■ TEXTO PROPORCIONADO:
POR ANNA CABALLÉ
He dicho y escrito en numerosas ocasiones que siento una enorme admiración por Lidia Falcón desde que leí su texto autobiográfico Los hijos de los vencidos (1939-1949). Podría decir que mi admiración nació antes, de ver cómo luchaba por las libertades políticas y los derechos de las mujeres en la España de los años setenta, pero no. Es decir, no sería cierto hasta ese extremo, el de la admiración, un sentimiento, el más opuesto que cabe pensar al de la envidia, porque al admirar a alguien permitimos que las mejores influencias nos penetren, enriqueciéndonos por dentro.

Recuerdo cómo un colaborador de la Unidad de Estudios Biográficos llegó un día al despacho, en la primavera del 89, diciéndonos a todos que acababa de leer un libro que lo había conmovido de manera profunda. Lógicamente, inquirimos por el título y por el autor, en este caso autora, y nos hizo un breve resumen de su contenido. En aquel momento, Los hijos de los vencidos (publicado por Pomaire en 1979) sólo estaba disponible en la biblioteca del Pabellón de la República y allí fui a la semana siguiente sintiendo una gran curiosidad. Aquella mañana, en una de las mesas dispuestas en la sala de lectura, tuve ocasión de comprender el inmenso drama que había acechado a la escritora, abogada y feminista en los primeros años de la posguerra, y también mucho después, cuando fue encarcelada en la prisión de la Trinidad de Barcelona, acusada de publicar y distribuir Mundo Obrero y otra literatura entonces llamada «subversiva». En la cárcel, Lidia Falcón recibió la noticia de que su madre, Enriqueta O’Neill, exhausta, había puesto fin a su vida el 17 de noviembre de 1972, un miércoles, ingiriendo varios tubos de pastillas, incapaz ya de soportar una desventura más, en este caso, el encarcelamiento de su única hija por un motivo tan noble como defender un sistema político de libertades.

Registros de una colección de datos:
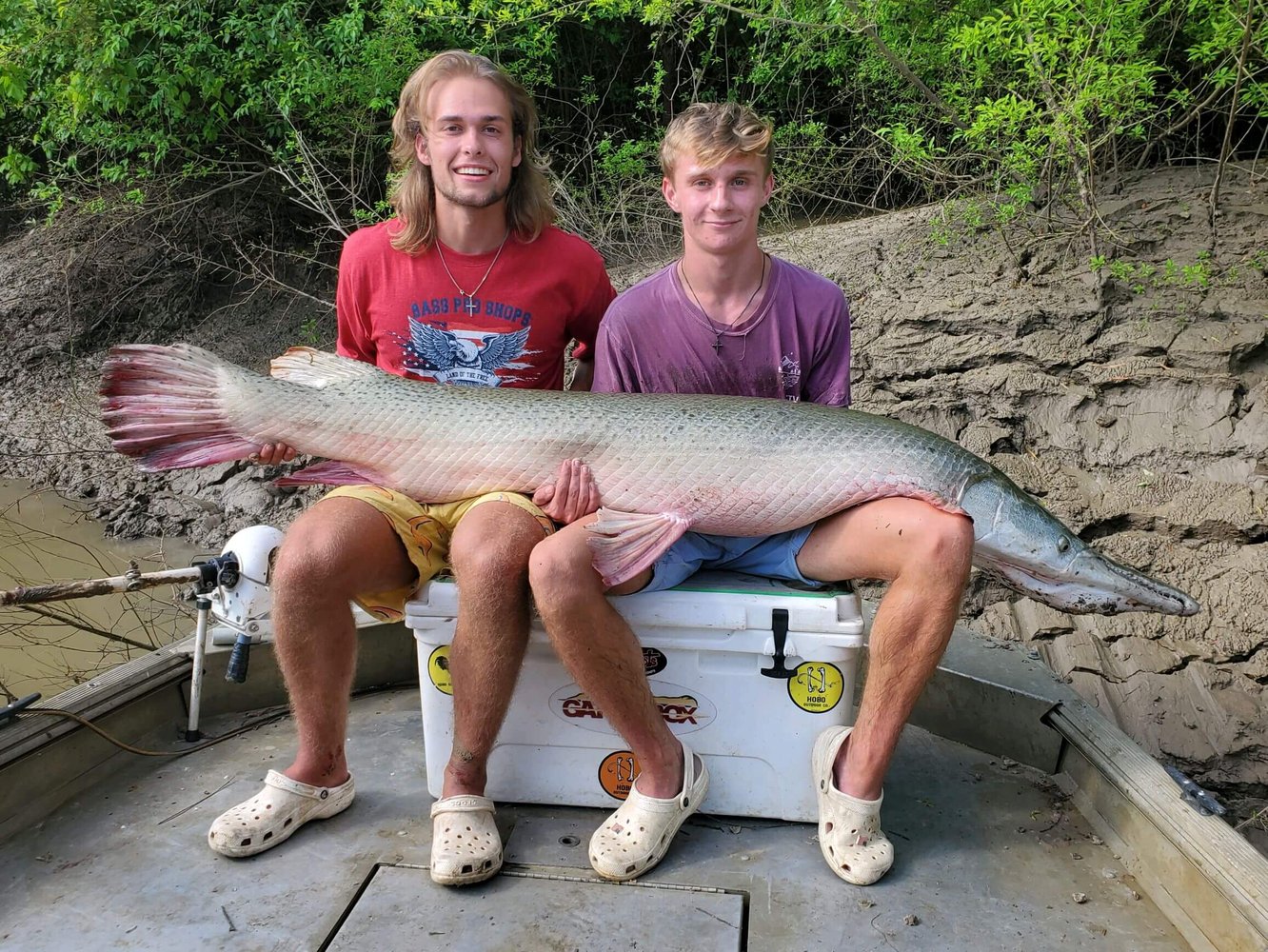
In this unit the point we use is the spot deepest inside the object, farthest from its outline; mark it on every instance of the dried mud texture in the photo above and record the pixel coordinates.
(1137, 407)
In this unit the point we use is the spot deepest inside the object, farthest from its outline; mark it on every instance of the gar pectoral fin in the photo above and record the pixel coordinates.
(331, 473)
(623, 544)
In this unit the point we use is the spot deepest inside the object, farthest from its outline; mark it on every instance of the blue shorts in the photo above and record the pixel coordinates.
(767, 555)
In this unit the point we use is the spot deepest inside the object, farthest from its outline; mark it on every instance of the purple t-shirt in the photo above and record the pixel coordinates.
(654, 339)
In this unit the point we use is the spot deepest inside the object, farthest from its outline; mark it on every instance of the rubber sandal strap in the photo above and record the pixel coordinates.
(463, 803)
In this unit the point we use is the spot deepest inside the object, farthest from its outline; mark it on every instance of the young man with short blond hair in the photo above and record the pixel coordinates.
(729, 318)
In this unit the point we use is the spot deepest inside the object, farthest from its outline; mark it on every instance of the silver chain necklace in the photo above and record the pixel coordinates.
(469, 303)
(713, 325)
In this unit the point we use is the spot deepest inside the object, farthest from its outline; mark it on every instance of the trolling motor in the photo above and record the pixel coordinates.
(233, 588)
(240, 600)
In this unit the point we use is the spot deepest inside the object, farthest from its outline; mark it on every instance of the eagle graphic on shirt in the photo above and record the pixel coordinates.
(468, 358)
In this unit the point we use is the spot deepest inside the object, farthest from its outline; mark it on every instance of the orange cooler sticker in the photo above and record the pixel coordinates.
(817, 686)
(617, 773)
(438, 669)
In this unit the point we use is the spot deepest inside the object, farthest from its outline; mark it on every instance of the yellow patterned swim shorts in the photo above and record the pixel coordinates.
(425, 530)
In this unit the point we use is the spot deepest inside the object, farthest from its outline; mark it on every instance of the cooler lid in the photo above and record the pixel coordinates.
(710, 601)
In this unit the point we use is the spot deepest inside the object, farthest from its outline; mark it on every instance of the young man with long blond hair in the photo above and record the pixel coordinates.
(729, 318)
(469, 284)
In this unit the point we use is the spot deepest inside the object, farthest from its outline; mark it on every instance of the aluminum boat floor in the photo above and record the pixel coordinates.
(990, 856)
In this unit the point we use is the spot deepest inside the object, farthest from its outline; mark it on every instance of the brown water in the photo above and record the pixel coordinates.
(56, 645)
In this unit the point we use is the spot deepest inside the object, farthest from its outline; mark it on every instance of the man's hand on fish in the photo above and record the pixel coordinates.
(571, 496)
(273, 454)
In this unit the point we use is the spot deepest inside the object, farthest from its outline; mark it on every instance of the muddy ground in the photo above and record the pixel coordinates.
(1134, 401)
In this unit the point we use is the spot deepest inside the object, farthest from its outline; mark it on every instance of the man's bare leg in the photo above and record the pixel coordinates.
(336, 549)
(602, 652)
(489, 554)
(926, 554)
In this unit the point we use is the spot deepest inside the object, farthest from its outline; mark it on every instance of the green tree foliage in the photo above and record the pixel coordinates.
(878, 102)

■ PROBLEMAS POR RESOLVER:
a) Responde, por favor, a estas preguntas sobre el texto acerca de Lidia Falcón:
(i) ¿Qué editorial publicó Los hijos de los vencidos y en qué año?
(ii) ¿En qué prisión estuvo encarcelada Lidia Falcón?
(iii) ¿En qué fecha murió Enriqueta O'Neill?
b) Según el texto acerca de Lidia Falcón, ¿por qué la admiración es el sentimiento más opuesto a la envidia?
Para responder, basta con el texto.

■ RESPUESTAS DEL EJERCICIO:
a)
(i) Pomaire, en 1979.
(ii) En la prisión de la Trinidad de Barcelona.
(iii) El 17 de noviembre de 1972, un miércoles.

b) Porque al admirar a alguien permitimos que las mejores influencias nos penetren y nos enriquezcan por dentro.